*** Document text

Splunk® Machine Learning Toolkit

User Guide

This documentation does not apply to the most recent version of Splunk® Machine Learning Toolkit. For documentation on the most recent version, go to the latest release.

Smart Clustering Assistant

The Smart Clustering Assistant enables machine learning outcomes for users with little to no SPL knowledge. Use the Smart Clustering Assistant to see more clustering outcomes and better understand those outcomes over the Clustering Numeric Events Assistant.

Introduced in version 5.1.0 of the Machine Learning Toolkit, this new Assistant is built on the backbone of the Experiment Management Framework (EMF), offering enhanced clustering abilities. The Smart Clustering Assistant offers a segmented, guided workflow with an updated user interface. Move through the stages of Define, Learn, Review, and Operationalize to load data, build your model, and put that model into production. Each stage offers a data preview and visualization panel.

This Assistant leverages the K-means algorithm which persists a model using the fit command that can be used with the apply command. K-means is computationally faster than most other clustering algorithms. To learn more about the Smart Clustering Assistant algorithm, see K-means algorithm.

Smart Clustering Assistant Showcase

You can gain familiarity of this new Assistant through the MLTK Showcase, accessed under its own tab. The Smart Clustering Showcase examples include:

  • Cluster Houses by Property Descriptions
  • Cluster Mortgage Loans

This image shows the landing page for the Machine Learning Toolkit Showcase page. The Cluster Events option is highlighted and pointing to the available examples for the Smart Clustering Assistant.

Smart Clustering Assistant Showcases require you to click through to continue the demonstration. Showcases do not include the final stage of the Assistant workflow to Operationalize the model.

Smart Clustering Assistant workflow

Move through the stages of Define, Learn, Review, and Operationalize to draw in data, build your model, and put that model into production.

******
*** Exercise inputs

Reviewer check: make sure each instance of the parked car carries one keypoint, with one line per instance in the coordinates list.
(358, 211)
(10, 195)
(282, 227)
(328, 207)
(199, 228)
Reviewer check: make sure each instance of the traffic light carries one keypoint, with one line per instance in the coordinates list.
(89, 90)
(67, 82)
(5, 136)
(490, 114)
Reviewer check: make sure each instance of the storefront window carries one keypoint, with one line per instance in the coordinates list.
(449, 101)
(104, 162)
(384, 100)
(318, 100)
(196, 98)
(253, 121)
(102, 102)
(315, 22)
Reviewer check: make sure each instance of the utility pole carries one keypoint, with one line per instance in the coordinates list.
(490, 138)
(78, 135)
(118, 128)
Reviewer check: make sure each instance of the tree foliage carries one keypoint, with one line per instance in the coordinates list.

******

## Given task 1:
In the rows, from the line with "Reviewer check: make sure each instance of the storefront" up to and including the last row, replace "keypoint" with "marker" and write those lines out again with nothing else changed.
## Given task 2:
Continue the Smart Clustering Assistant documentation from where it stops.

## Task result 1:
Reviewer check: make sure each instance of the storefront window carries one marker, with one line per instance in the coordinates list.
(449, 101)
(104, 162)
(384, 100)
(318, 100)
(196, 98)
(253, 121)
(102, 102)
(315, 22)
Reviewer check: make sure each instance of the utility pole carries one marker, with one line per instance in the coordinates list.
(490, 138)
(78, 135)
(118, 128)
Reviewer check: make sure each instance of the tree foliage carries one marker, with one line per instance in the coordinates list.

## Task result 2:
This example workflow uses the housing.csv dataset that ships with the MLTK. You can use this dataset or another of your choice to explore the Smart Clustering Assistant and its features before building a model with your own data.

To begin, select Smart Clustering from the Experiments landing page and the Create New Experiment button in the top right.

This image shows the Machine Learning Toolkit and the view under the Experiments tab. The Experiment types are displayed from which a user can create a new Experiment of that type. The new Experiment type of Smart Clustering Assistant is highlighted.

Enter an Experiment Title, and optionally add a Description. Click Create to move into the Assistant interface.

This image shows the resulting modal window that generates following clicking the Create New Experiment button. Fields are filled in for Experiment Title and Description and a button labeled Create is highlighted in the bottom right corner of the modal window.

Define

Use the Define stage to select and preview the data you want to cluster. You can pull in data from anywhere in the Splunk platform. Choose to use the Search bar to modify your dataset data in advance of using that data within the Learn step.

This image shows the Define stage of the Assistant. The Search bar is highlighted and contains an inputlookup for the housing dataset.

As an alternative to accessing data via Search, you can choose the Datasets option. Under Datasets, you can find any data you have ingested into Splunk, as well as any datasets that ship with Splunk Enterprise and the Machine Learning Toolkit. You can filter by type to find your preferred data faster.

This image shows the Define stage of the Assistant. This view is if the alternate option to getting data into the Assistant called Datasets. The View Datasets menu is open with the housing dataset selected from the list

As with other Experiment Assistants, the Smart Clustering Assistant includes a time-range picker to narrow down the data time-frame to a particular date or date range. The default setting of All time can be changed to suit your needs. Once data is selected, the Data Preview and Visualization tabs populate.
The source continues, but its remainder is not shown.